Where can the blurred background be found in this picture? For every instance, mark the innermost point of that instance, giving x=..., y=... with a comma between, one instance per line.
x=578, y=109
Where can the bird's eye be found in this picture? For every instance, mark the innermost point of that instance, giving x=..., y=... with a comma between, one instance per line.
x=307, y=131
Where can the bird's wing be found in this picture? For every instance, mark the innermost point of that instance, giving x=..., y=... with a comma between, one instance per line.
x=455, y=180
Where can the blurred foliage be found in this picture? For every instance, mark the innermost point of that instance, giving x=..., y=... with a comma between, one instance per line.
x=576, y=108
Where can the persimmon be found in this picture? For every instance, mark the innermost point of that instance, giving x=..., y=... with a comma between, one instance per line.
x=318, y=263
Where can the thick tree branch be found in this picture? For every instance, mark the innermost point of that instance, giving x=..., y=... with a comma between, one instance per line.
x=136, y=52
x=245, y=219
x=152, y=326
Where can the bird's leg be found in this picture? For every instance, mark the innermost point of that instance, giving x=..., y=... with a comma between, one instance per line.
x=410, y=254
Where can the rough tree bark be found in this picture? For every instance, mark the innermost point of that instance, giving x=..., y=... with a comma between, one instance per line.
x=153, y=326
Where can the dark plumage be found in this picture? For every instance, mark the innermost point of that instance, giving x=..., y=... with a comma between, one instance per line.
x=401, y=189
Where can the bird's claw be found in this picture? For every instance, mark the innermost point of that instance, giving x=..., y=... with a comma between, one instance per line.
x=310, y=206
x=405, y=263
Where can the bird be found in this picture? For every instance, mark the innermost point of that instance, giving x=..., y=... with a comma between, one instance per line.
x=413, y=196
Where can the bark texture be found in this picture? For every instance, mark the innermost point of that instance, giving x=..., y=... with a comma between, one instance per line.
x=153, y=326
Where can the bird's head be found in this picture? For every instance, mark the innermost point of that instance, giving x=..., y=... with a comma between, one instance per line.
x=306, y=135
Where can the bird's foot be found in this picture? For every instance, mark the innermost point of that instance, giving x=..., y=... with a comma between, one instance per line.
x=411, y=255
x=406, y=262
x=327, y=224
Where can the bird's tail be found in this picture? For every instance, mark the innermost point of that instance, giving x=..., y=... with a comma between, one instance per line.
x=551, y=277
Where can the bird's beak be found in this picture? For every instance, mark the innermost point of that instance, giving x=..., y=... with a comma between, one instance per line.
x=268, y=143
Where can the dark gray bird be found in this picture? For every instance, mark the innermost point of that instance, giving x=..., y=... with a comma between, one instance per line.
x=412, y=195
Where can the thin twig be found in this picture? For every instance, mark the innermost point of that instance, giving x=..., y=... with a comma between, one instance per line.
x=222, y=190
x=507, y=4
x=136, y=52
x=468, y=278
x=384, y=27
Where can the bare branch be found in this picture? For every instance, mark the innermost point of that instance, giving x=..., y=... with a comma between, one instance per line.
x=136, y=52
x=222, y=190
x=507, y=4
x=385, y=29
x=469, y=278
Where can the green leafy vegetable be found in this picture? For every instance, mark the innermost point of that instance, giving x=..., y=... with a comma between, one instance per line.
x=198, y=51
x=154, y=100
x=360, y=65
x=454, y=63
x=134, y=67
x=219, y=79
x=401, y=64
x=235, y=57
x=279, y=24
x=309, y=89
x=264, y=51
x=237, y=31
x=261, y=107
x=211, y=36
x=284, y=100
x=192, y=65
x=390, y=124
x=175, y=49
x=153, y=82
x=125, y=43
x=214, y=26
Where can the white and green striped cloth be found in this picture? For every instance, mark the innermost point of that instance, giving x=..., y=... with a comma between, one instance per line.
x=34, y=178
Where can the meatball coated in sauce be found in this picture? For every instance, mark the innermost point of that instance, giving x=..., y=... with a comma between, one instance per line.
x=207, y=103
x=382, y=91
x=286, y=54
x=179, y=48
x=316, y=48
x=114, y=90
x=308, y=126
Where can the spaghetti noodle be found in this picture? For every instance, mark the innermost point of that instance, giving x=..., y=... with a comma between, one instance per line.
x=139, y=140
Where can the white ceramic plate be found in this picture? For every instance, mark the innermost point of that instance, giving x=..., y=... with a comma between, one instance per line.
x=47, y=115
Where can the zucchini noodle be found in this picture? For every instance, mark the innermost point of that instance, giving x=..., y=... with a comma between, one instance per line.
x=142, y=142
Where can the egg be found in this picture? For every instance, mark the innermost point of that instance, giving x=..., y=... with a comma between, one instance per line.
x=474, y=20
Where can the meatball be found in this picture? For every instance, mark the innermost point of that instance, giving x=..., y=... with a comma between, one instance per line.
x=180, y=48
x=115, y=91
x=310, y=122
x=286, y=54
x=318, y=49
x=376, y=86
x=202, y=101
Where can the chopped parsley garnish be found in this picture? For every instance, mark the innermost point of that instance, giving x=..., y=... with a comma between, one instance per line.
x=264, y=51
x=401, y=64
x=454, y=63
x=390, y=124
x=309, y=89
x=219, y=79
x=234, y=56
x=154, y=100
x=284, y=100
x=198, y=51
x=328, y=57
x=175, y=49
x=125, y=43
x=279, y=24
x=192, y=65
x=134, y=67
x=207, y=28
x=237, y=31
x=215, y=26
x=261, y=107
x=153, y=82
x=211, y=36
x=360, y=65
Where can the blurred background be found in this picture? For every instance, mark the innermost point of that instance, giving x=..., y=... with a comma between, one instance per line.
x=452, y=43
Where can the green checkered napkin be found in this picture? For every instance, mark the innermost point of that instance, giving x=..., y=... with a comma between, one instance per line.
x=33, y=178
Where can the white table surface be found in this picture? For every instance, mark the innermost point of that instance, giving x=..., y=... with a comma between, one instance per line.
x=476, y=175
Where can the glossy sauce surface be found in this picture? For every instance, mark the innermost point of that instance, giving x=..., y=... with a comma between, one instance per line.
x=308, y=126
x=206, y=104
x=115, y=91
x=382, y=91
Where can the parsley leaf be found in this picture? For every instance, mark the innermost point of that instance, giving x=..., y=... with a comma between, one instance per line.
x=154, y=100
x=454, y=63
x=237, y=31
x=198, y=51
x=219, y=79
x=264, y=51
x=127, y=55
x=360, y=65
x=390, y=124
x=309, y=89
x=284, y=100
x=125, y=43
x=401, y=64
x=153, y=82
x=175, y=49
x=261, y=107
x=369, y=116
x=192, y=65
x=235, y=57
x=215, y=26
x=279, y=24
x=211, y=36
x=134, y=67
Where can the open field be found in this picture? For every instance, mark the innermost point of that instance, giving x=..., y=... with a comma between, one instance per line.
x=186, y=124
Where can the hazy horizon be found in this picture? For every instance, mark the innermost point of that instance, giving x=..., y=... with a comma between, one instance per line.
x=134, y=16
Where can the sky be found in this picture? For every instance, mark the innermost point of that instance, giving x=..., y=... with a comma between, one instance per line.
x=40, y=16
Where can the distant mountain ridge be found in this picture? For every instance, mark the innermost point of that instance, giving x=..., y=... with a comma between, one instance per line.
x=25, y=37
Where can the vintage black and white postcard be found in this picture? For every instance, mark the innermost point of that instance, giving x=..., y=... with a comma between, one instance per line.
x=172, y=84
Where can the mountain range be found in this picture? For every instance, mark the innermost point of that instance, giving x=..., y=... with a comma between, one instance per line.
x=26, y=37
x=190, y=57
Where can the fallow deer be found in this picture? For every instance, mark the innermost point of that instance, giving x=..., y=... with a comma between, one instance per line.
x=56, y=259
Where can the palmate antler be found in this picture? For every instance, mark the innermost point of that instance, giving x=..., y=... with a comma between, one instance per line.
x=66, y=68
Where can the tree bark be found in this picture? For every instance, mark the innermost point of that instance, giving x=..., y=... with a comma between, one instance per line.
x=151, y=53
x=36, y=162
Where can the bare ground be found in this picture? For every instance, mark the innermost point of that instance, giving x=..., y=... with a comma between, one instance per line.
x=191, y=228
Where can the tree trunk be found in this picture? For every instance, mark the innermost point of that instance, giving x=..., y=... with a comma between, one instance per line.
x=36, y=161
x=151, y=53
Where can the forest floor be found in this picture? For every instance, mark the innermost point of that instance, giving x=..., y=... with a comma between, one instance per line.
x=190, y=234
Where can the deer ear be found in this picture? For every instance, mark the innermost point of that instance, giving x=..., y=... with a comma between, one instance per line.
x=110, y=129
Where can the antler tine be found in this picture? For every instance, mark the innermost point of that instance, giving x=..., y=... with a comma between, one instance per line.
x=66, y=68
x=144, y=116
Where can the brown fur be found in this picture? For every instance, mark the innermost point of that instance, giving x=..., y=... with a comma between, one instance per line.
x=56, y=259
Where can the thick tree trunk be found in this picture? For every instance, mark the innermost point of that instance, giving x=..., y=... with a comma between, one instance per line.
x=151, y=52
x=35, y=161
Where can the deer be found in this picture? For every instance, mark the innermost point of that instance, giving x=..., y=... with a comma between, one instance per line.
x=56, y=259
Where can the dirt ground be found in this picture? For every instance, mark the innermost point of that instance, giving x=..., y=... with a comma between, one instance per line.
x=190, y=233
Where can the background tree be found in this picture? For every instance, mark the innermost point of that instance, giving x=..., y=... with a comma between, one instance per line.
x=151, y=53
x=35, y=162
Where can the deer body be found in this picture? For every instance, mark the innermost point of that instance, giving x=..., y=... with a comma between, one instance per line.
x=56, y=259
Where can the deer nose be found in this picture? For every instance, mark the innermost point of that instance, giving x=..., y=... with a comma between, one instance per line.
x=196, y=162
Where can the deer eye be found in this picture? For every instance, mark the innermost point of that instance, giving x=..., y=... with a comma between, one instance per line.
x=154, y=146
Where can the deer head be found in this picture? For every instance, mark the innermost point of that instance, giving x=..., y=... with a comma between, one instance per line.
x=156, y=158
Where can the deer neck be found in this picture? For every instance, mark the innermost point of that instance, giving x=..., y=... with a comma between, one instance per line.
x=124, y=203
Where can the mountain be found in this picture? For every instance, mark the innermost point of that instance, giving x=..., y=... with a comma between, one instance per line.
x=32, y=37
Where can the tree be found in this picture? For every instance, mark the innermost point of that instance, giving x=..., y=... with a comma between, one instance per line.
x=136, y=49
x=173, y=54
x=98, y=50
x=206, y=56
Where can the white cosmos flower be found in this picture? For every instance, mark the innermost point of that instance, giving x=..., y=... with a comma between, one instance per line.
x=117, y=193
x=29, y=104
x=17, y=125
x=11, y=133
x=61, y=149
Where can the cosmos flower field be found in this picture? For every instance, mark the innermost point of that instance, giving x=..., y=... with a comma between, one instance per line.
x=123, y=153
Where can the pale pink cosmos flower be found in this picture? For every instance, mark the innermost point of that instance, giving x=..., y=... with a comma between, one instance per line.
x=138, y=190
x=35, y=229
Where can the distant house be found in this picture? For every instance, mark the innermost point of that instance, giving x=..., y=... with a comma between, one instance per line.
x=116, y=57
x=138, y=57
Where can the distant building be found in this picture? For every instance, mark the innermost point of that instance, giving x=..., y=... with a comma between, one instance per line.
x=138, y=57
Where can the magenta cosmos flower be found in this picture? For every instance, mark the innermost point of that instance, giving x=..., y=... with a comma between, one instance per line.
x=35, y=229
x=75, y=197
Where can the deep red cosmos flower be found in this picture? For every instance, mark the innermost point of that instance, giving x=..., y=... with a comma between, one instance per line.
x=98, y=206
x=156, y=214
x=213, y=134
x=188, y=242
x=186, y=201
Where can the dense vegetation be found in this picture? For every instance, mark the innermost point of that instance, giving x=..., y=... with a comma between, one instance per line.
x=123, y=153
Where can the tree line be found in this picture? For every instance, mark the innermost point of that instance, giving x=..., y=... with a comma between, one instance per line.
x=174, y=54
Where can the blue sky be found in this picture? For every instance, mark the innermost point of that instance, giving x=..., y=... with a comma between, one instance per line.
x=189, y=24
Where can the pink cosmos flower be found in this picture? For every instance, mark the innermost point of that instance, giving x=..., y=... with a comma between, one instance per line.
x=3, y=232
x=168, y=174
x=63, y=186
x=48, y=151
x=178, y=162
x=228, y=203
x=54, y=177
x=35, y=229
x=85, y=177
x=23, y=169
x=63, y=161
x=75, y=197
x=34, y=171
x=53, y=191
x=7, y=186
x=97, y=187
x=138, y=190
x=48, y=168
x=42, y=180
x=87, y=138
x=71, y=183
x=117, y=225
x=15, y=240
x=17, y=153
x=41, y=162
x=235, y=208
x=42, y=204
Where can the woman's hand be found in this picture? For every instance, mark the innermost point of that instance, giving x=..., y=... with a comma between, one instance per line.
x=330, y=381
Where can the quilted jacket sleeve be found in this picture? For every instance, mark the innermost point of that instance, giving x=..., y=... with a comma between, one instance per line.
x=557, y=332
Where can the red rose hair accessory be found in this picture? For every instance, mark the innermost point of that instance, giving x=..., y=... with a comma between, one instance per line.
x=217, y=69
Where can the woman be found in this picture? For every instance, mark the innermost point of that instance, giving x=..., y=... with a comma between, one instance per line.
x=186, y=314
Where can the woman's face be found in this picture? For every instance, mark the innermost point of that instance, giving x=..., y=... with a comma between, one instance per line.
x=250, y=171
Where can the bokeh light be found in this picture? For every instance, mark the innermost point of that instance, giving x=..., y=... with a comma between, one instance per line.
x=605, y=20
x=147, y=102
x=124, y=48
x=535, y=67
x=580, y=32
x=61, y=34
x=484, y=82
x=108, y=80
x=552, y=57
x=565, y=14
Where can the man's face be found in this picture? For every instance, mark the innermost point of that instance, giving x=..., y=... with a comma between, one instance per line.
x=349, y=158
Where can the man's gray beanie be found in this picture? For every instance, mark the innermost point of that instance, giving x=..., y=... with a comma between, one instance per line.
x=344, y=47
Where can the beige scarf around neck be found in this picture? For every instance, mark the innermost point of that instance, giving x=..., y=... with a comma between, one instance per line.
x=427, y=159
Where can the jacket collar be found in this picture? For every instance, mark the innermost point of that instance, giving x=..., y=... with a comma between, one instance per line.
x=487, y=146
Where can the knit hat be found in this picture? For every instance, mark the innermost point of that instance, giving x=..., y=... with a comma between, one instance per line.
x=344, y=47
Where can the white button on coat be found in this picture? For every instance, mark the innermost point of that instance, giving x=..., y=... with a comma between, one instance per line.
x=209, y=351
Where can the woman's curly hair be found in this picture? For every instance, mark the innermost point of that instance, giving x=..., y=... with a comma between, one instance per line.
§
- Exercise objective: Format the lines of the listing above, from the line containing "Where can the knit" through the final line, as a JSON list of strings with one string per line and blank lines omitted.

- Written reply:
[
  "Where can the knit hat be found in this picture? For every instance, mark the innermost point of that instance, giving x=..., y=... with a comma between, one instance per line.",
  "x=344, y=47",
  "Where can the white button on coat be found in this picture? For every instance, mark the innermost point of that instance, giving x=..., y=... with a comma between, one instance per line.",
  "x=209, y=351",
  "Where can the woman's curly hair be found in this picture? For every instance, mark the innermost point of that instance, giving x=..., y=... with a comma between, one instance per line."
]